[Task item A]: Decide whether each statement agrees with the notebook text below: (i) Google Drive is mounted at /content/drive; (ii) the abundance files are created by the RFR code notebook; (iii) the result is a CSV file. For each, answer yes or no and quote the words of the text that decide it.
[Task item B]: Write the next part of the notebook text below, picking up after its final line of code.

[Exercise text]:
BEGIN

The result is an excel file that is used in the RFR and RFC code notebooks.


Import Statements
---

In [1]:
from google.colab import drive
drive.mount('/content/drive')

Mounted at /content/drive


In [2]:
import os
import pandas as pd
import pickle
import openpyxl
from sklearn.preprocessing import LabelEncoder

Select Abundance Data
---

In [None]:
# This is proteomic data from a core facility
data_dir = '/content/drive/MyDrive/ProteinCoronaPredict_PayneLab/Input_Data/Proteomics/Abundance_Files/'

# Abundance file options; these are created by Proteomic_Date_Perseus_to_df.ipynb
bov_swiss_files = ['Bov_Swiss_Intensity _original.xlsx'] # EDIT: modify list as needed based on file name and proteomics analysis type (i.e. Top3, iBAQ, Intensity)

END

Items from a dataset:
BEGIN

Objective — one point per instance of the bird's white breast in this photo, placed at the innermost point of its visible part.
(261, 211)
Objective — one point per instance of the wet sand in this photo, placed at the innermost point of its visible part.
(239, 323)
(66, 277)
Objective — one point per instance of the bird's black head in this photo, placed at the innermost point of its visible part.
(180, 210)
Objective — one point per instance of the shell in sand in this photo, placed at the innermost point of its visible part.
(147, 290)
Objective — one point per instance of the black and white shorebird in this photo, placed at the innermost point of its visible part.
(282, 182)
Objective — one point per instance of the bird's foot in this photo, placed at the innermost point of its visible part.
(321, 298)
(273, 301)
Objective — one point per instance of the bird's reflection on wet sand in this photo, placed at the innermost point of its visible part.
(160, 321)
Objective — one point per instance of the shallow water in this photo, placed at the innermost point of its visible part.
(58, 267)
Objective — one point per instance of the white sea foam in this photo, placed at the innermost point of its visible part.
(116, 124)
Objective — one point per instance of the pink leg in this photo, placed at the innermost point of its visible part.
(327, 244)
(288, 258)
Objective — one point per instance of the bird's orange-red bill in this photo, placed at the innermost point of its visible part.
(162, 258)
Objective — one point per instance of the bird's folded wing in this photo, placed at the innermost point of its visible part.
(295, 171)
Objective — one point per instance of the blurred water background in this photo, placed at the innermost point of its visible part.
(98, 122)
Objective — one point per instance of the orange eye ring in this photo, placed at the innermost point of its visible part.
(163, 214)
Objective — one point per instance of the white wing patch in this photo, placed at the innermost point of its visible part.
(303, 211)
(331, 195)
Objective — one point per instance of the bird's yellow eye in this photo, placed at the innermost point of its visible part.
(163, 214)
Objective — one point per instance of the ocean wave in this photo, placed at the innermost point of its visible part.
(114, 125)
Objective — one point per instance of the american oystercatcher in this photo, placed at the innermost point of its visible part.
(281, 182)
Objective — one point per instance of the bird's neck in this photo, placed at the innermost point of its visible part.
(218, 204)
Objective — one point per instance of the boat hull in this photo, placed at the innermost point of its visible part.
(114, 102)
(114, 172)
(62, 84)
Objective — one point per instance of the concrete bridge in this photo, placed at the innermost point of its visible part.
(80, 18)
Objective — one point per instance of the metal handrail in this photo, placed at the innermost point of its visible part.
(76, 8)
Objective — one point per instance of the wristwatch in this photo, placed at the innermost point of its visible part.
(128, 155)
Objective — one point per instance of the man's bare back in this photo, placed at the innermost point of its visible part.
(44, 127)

END

[Reply A]:
(i) Yes: "Mounted at /content/drive"
(ii) No: "these are created by Proteomic_Date_Perseus_to_df.ipynb"
(iii) No: "The result is an excel file"

[Reply B]:
#bov_swiss_trem_files = ['Bov Swiss + TrEMBLE Intensity .csv', 'Bov Swiss + TrEMBLE Top3 .csv', 'Bov Swiss + TrEMBLE iBAQ .csv']

# Specify which list of abundaces file you want
abund_files = bov_swiss_files

Specify file paths to the other data input files


*   Control_ file: proteomic reference sample (FBS no NP)
*   Biop_file: BioPython precalculations (find in input_data folder)
*   NSP_file: NSP precalculations (find in input_data folder)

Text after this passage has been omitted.